** START Exercise materials **

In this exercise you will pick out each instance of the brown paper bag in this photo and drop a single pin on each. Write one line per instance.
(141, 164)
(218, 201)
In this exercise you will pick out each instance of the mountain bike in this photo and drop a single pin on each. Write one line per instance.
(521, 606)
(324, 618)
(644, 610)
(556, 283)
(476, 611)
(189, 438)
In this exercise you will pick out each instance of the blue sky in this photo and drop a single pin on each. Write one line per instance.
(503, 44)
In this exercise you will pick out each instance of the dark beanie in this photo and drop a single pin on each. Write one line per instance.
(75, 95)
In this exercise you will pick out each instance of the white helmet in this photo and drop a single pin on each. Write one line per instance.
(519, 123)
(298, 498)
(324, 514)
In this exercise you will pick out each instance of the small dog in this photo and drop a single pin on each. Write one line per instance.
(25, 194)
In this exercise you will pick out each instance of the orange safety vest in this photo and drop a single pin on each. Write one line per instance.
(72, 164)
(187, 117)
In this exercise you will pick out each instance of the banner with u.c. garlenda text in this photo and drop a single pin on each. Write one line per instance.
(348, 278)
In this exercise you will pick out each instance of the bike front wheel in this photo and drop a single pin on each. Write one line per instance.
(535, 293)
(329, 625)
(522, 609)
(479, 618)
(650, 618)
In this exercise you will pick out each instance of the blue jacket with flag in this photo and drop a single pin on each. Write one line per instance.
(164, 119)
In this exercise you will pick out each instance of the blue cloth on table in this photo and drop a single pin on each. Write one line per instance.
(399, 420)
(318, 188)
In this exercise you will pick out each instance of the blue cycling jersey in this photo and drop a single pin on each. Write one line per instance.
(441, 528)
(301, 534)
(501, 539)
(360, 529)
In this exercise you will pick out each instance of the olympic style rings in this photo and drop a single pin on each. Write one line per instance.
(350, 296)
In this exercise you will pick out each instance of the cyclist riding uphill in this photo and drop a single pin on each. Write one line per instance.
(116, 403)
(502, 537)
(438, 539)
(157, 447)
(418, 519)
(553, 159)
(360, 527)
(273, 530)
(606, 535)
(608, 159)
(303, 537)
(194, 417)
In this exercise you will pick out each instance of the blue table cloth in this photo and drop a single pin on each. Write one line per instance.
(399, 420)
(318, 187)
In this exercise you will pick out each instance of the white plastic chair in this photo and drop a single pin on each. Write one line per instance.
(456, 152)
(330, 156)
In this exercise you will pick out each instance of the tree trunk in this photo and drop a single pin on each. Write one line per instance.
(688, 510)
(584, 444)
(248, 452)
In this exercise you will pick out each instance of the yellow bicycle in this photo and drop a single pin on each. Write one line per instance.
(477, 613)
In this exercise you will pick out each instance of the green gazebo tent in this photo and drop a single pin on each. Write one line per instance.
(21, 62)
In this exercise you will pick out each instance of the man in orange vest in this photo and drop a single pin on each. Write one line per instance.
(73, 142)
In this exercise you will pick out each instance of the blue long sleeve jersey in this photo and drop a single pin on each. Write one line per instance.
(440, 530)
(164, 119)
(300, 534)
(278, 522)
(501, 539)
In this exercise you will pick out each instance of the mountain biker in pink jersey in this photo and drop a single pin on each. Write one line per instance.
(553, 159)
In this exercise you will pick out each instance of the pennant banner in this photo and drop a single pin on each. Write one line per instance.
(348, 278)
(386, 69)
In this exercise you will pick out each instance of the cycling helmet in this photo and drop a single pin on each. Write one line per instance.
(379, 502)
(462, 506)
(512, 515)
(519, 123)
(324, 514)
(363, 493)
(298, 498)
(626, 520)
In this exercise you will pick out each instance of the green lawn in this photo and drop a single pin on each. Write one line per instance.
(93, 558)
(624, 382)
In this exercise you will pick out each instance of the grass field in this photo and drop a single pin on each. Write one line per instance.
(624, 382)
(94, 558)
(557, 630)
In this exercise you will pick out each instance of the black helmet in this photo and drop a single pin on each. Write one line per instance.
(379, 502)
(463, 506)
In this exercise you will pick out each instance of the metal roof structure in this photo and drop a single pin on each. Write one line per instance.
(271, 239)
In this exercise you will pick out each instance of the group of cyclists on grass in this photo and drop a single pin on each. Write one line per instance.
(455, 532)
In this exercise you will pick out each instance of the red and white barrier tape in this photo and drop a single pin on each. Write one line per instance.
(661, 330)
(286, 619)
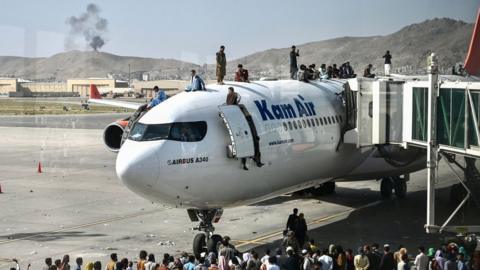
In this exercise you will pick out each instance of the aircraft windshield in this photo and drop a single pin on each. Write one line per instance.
(181, 131)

** END Exercise materials **

#### What you should do
Recast every line of the entries above as a Markdown table with two columns, Row for the row number and Text for the line itself, skipping any blank lines. Leave the pictures out of the table.

#### Output
| Row | Text |
|---|---|
| 1 | In this exercise you will pick out each instance of the brown paper bag in this photo and drop a single pin on each. Write one line per instance. |
| 2 | (141, 164) |
| 3 | (218, 201) |
| 4 | In this exercise you will pick out each instance of the mountain bike in this photo and drop a single pin on each. Write one line per instance. |
| 5 | (521, 606) |
| 6 | (324, 618) |
| 7 | (644, 610) |
| 8 | (556, 283) |
| 9 | (476, 611) |
| 10 | (189, 438) |
| 11 | In this exercise you will pick out each instance of the blue sky in this photo and drop a single pin on each. Write one line per instance. |
| 12 | (503, 44) |
| 13 | In this exercise you will pick out each instance of the dark beanie in this photo and drop a single pin on each. Write one line per instance. |
| 14 | (75, 95) |
| 15 | In this exercise you will pick out each instance of the white helmet in this photo and drop a single pin on each. Write one line per instance. |
| 16 | (519, 123) |
| 17 | (298, 498) |
| 18 | (324, 514) |
| 19 | In this exercise you will pick out each instance of the small dog in this photo and drop a single pin on each. Write one line per instance. |
| 20 | (25, 194) |
| 21 | In this exercise you will pick out each instance of the orange safety vest in this photo and drop a single pin on each. Write one line per instance. |
| 22 | (72, 164) |
| 23 | (187, 117) |
| 24 | In this exercise you will pick out each instance of the banner with u.c. garlenda text in this photo and drop a single pin on each. Write one line per instance. |
| 25 | (348, 278) |
| 26 | In this exercise you will pick out each instance of the bike front wheel in this photo and drop a single pin on each. Write one line per instance. |
| 27 | (535, 293) |
| 28 | (329, 625) |
| 29 | (522, 609) |
| 30 | (479, 618) |
| 31 | (650, 618) |
| 32 | In this exercise you will pick out each instance of the blue jacket with flag in this photo and drop a single pin on each. Write one line per instance. |
| 33 | (164, 119) |
| 34 | In this exercise you will pick out each instance of the blue cloth on table in this photo and drop a single pin on each. Write one line per instance. |
| 35 | (399, 420) |
| 36 | (318, 188) |
| 37 | In this exercise you will pick out each instance of the blue cycling jersey in this photo and drop a single pin on each. Write one line per instance. |
| 38 | (441, 528) |
| 39 | (301, 534) |
| 40 | (501, 539) |
| 41 | (360, 529) |
| 42 | In this exercise you will pick out each instance of the olympic style rings in this photo and drop a single pin on each. Write one line per instance. |
| 43 | (350, 296) |
| 44 | In this exercise you will pick out each instance of the cyclist riding uphill in this photo and drop a single pin on each. Write one line per instance. |
| 45 | (116, 403) |
| 46 | (502, 537) |
| 47 | (438, 539) |
| 48 | (157, 447) |
| 49 | (418, 519) |
| 50 | (553, 159) |
| 51 | (360, 527) |
| 52 | (273, 530) |
| 53 | (606, 535) |
| 54 | (608, 159) |
| 55 | (303, 537) |
| 56 | (194, 417) |
| 57 | In this exercise you will pick out each instance of the blue table cloth in this photo and drop a single pin on each. Write one line per instance. |
| 58 | (399, 420) |
| 59 | (318, 187) |
| 60 | In this exercise you will pick out each instance of the white plastic chair in this photo and drop a single pin on each. Write one line per instance. |
| 61 | (456, 152) |
| 62 | (330, 156) |
| 63 | In this exercise you will pick out each instance of the tree trunk in this photo and drop a single pin on each. Write one line per instance. |
| 64 | (688, 510) |
| 65 | (584, 444) |
| 66 | (248, 452) |
| 67 | In this exercise you will pick out each instance of the yellow bicycle in this photo and drop a single pin on each. Write one line per instance. |
| 68 | (477, 613) |
| 69 | In this exercise you will pick out each instance of the green gazebo tent in this photo and drop a single pin on each. Write one line per instance. |
| 70 | (21, 62) |
| 71 | In this exercise you will pick out each instance of the man in orange vest in this photo and drop a single pin on each. Write one line per instance. |
| 72 | (73, 142) |
| 73 | In this exercise you will pick out each instance of the blue long sleeve jersey in this photo and drop a single pin on each. Write one line per instance. |
| 74 | (440, 530) |
| 75 | (164, 119) |
| 76 | (300, 534) |
| 77 | (278, 522) |
| 78 | (501, 539) |
| 79 | In this exercise you will pick out each instance of the mountain biker in pink jersey in this photo and drop a single pin on each. Write one line per instance. |
| 80 | (553, 159) |
| 81 | In this exercise you will pick out each instance of the pennant banner in this photo and drop a single pin on each. Write one line per instance. |
| 82 | (348, 278) |
| 83 | (386, 69) |
| 84 | In this exercise you will pick out each instance of the cycling helmet in this photo and drop a single pin on each. Write one line per instance. |
| 85 | (379, 502) |
| 86 | (462, 506) |
| 87 | (512, 515) |
| 88 | (519, 123) |
| 89 | (324, 514) |
| 90 | (363, 493) |
| 91 | (298, 498) |
| 92 | (626, 520) |
| 93 | In this exercise you will pick out each instance of the green lawn in this photo and drop a single pin on each. Write one line per instance. |
| 94 | (93, 558) |
| 95 | (624, 382) |
| 96 | In this exercise you will pick out each instance of the grass field in this photo and drop a single pin on each. Write one line per instance. |
| 97 | (624, 382) |
| 98 | (94, 558) |
| 99 | (557, 630) |
| 100 | In this exercise you will pick out each instance of the black helmet in this photo and drop a single pin on each. Write one line per instance. |
| 101 | (379, 502) |
| 102 | (463, 506) |
| 103 | In this exercise you will pick out each instance of the metal roof structure in this photo and drop a single pin on each. Write one line per instance. |
| 104 | (271, 239) |
| 105 | In this exercise you will pick out each instance of the group of cyclists on grass in this photo and drop a single pin on each. Write one line per instance. |
| 106 | (455, 532) |
| 107 | In this exercise you will pick out each instance of the red and white barrier tape in this photo and drop a single pin on each. Write one line per instance. |
| 108 | (661, 330) |
| 109 | (286, 619) |
| 110 | In this exercise you will pick out each instance of the aircraft windshield in this photo and drop a single pin on each. Write one line per instance. |
| 111 | (181, 131) |